> Исходные данные:
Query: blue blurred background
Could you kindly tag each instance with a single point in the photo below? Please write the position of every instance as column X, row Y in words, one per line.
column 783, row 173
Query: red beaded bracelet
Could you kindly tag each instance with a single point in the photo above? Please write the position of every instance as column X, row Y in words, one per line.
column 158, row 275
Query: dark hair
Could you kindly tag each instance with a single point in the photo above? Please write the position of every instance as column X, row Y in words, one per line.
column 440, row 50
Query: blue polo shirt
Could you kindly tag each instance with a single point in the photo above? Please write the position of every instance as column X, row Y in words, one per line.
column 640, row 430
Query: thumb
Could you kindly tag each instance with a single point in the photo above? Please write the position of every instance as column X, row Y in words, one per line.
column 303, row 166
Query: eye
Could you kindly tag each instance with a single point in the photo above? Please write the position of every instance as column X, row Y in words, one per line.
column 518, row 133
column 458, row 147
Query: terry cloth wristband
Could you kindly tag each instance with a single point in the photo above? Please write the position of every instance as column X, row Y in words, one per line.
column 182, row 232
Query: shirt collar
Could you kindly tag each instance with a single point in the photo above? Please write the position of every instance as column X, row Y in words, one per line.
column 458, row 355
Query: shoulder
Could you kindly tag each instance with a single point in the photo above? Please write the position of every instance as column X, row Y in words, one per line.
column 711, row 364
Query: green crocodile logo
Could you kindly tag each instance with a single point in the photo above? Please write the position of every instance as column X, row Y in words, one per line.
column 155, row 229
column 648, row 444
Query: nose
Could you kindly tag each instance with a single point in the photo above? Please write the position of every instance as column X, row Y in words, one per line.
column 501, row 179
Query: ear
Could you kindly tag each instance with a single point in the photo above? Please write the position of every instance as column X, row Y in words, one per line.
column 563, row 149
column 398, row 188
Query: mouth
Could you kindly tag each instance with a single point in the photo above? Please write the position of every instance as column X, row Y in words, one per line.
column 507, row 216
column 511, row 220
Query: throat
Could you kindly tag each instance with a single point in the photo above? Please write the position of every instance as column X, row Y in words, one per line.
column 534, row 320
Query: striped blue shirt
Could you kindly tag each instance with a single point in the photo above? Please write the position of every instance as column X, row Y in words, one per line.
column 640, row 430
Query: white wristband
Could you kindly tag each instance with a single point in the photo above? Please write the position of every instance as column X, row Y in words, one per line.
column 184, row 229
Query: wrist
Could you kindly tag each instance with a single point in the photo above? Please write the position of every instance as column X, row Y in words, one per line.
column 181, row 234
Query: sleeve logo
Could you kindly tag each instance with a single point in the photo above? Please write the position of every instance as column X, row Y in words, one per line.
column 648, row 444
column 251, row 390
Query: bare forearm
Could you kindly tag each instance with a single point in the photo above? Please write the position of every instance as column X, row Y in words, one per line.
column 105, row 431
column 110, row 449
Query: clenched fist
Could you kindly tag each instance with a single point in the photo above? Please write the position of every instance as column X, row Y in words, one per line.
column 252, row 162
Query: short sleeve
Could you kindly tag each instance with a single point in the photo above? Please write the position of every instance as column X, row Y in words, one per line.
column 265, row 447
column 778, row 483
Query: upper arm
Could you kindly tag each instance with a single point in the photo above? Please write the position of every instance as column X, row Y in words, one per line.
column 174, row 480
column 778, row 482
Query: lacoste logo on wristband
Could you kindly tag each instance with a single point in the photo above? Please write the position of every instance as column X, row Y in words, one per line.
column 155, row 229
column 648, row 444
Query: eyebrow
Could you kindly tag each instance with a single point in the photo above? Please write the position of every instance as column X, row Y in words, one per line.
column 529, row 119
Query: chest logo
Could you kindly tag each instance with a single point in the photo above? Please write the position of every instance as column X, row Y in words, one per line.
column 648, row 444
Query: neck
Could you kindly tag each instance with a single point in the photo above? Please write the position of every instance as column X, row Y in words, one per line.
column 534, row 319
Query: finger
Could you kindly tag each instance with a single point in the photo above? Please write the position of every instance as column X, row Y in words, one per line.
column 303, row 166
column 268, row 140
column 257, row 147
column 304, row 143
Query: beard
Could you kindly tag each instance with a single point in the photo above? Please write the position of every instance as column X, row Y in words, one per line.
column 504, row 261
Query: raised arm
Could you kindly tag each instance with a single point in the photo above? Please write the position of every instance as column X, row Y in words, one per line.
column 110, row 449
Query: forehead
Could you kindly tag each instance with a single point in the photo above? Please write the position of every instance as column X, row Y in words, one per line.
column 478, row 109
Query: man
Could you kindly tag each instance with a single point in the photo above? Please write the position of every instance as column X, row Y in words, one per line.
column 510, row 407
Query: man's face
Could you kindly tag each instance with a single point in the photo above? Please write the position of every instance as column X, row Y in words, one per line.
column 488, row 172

> Задание: Преобразуйте все записи выше в список строк JSON: каждой строке текста должна соответствовать одна строка списка. Пустые строки не включайте.

> Полный ответ:
[
  "Query: blue blurred background",
  "Could you kindly tag each instance with a single point in the photo below? Please write the position of every instance as column X, row Y in words, one per line.",
  "column 783, row 173",
  "Query: red beaded bracelet",
  "Could you kindly tag each instance with a single point in the photo above? Please write the position of every instance as column X, row Y in words, one per line.",
  "column 158, row 275",
  "Query: dark hair",
  "Could you kindly tag each instance with a single point in the photo above? Please write the position of every instance as column X, row Y in words, one per line.",
  "column 440, row 50",
  "Query: blue polo shirt",
  "Could you kindly tag each instance with a single point in the photo above? Please write the position of every instance as column X, row Y in words, one per line.",
  "column 640, row 430",
  "Query: thumb",
  "Could you kindly tag each instance with a single point in the photo above? Please write the position of every instance as column X, row Y in words, one per line.",
  "column 303, row 166",
  "Query: eye",
  "Could you kindly tag each instance with a single point in the photo above? Please write the position of every instance as column X, row Y in words, one per line.",
  "column 518, row 133",
  "column 458, row 147",
  "Query: terry cloth wristband",
  "Could you kindly tag each instance with a single point in the photo above? Please write the position of every instance as column X, row Y in words, one per line.",
  "column 182, row 232",
  "Query: shirt collar",
  "Could you kindly tag each instance with a single point in the photo above? Please write the position of every instance as column X, row Y in words, one per line.",
  "column 458, row 355",
  "Query: shoulder",
  "Could you kindly tag each instance with a single point in the photo above? Please write the position of every instance as column X, row Y in words, one per line.",
  "column 711, row 364",
  "Query: green crocodile logo",
  "Could you kindly tag each instance with a single point in the photo above? Please write the position of every instance as column X, row Y in words, one per line.",
  "column 155, row 229",
  "column 648, row 444",
  "Query: nose",
  "Could you kindly tag each instance with a single point in the photo above? Please write the position of every instance as column X, row Y in words, one per line.",
  "column 501, row 179",
  "Query: ear",
  "Could you kindly tag each instance with a single point in the photo above? Please write the position of every instance as column X, row Y in words, one per line.",
  "column 563, row 149",
  "column 398, row 188",
  "Query: mouth",
  "Could you kindly tag each instance with a single point in the photo above? Please write the position of every instance as column X, row Y in words, one per line.",
  "column 507, row 216",
  "column 511, row 220",
  "Query: throat",
  "Could you kindly tag each instance with a single point in the photo above? Please write the position of every instance as column X, row Y in words, one per line.",
  "column 534, row 320",
  "Query: striped blue shirt",
  "Could you kindly tag each instance with a single point in the photo above? Please write the position of every instance as column X, row Y in words, one per line.",
  "column 640, row 430",
  "Query: white wristband",
  "Could you kindly tag each instance with a single point in the photo above? Please write the position of every instance as column X, row Y in words, one per line.",
  "column 184, row 229",
  "Query: wrist",
  "Could you kindly tag each instance with a single point in the photo above? Please write the position of every instance as column X, row Y in words, one per line.",
  "column 181, row 234",
  "Query: sleeve logo",
  "Could you kindly tag each instance with a single point in the photo above? Please write the position of every instance as column X, row Y in words, one per line.",
  "column 648, row 444",
  "column 251, row 390",
  "Query: bare forearm",
  "Could you kindly tag each instance with a single point in the photo above? Please write the position of every instance as column X, row Y in words, one per line.",
  "column 105, row 431",
  "column 110, row 449",
  "Query: clenched fist",
  "Could you kindly tag each instance with a single point in the photo above? Please write the position of every instance as column X, row Y in words, one per line.",
  "column 252, row 162",
  "Query: short sleeve",
  "Could you kindly tag each instance with a single point in the photo above? Please write the position of every instance as column X, row Y in words, one per line.",
  "column 265, row 447",
  "column 778, row 483",
  "Query: upper arm",
  "Could you kindly tag each instance with a single point in the photo above? Please write the position of every instance as column X, row Y in words, one per line.",
  "column 174, row 480",
  "column 778, row 482",
  "Query: lacoste logo on wristband",
  "Could you kindly tag each instance with a single point in the photo above? Please write the position of every instance as column X, row Y in words, one per line.",
  "column 155, row 229",
  "column 648, row 444",
  "Query: eyebrow",
  "Could you kindly tag each instance with a single point in the photo above? Please write the position of every instance as column X, row Y in words, one per line.",
  "column 529, row 119",
  "Query: chest logo",
  "Could you kindly tag each instance with a single point in the photo above? Please write the position of every instance as column X, row Y in words, one per line.",
  "column 648, row 444",
  "Query: neck",
  "Could you kindly tag each instance with a single point in the photo above? Please write the position of every instance as column X, row Y in words, one per line.",
  "column 534, row 319",
  "Query: finger",
  "Could you kindly tag each instance with a single point in the photo above? Please write the position of every instance as column X, row Y in words, one per line.",
  "column 303, row 166",
  "column 268, row 140",
  "column 257, row 147",
  "column 304, row 143",
  "Query: beard",
  "Could you kindly tag each instance with a single point in the photo above? Please write the position of every instance as column X, row Y in words, one per line.",
  "column 504, row 261",
  "Query: raised arm",
  "Could you kindly tag each instance with a single point in the photo above? Please write the position of every instance as column X, row Y in words, one per line.",
  "column 110, row 449",
  "Query: forehead",
  "Could you kindly tag each instance with a single point in the photo above? Please write the position of every instance as column X, row Y in words, one per line.",
  "column 478, row 109",
  "Query: man",
  "Could you kindly tag each instance with a single point in the photo above? Please write the position of every instance as column X, row Y in words, one per line.",
  "column 510, row 407",
  "Query: man's face",
  "Could you kindly tag each instance with a single point in the photo above? Please write the position of every instance as column X, row Y in words, one per line.",
  "column 488, row 172"
]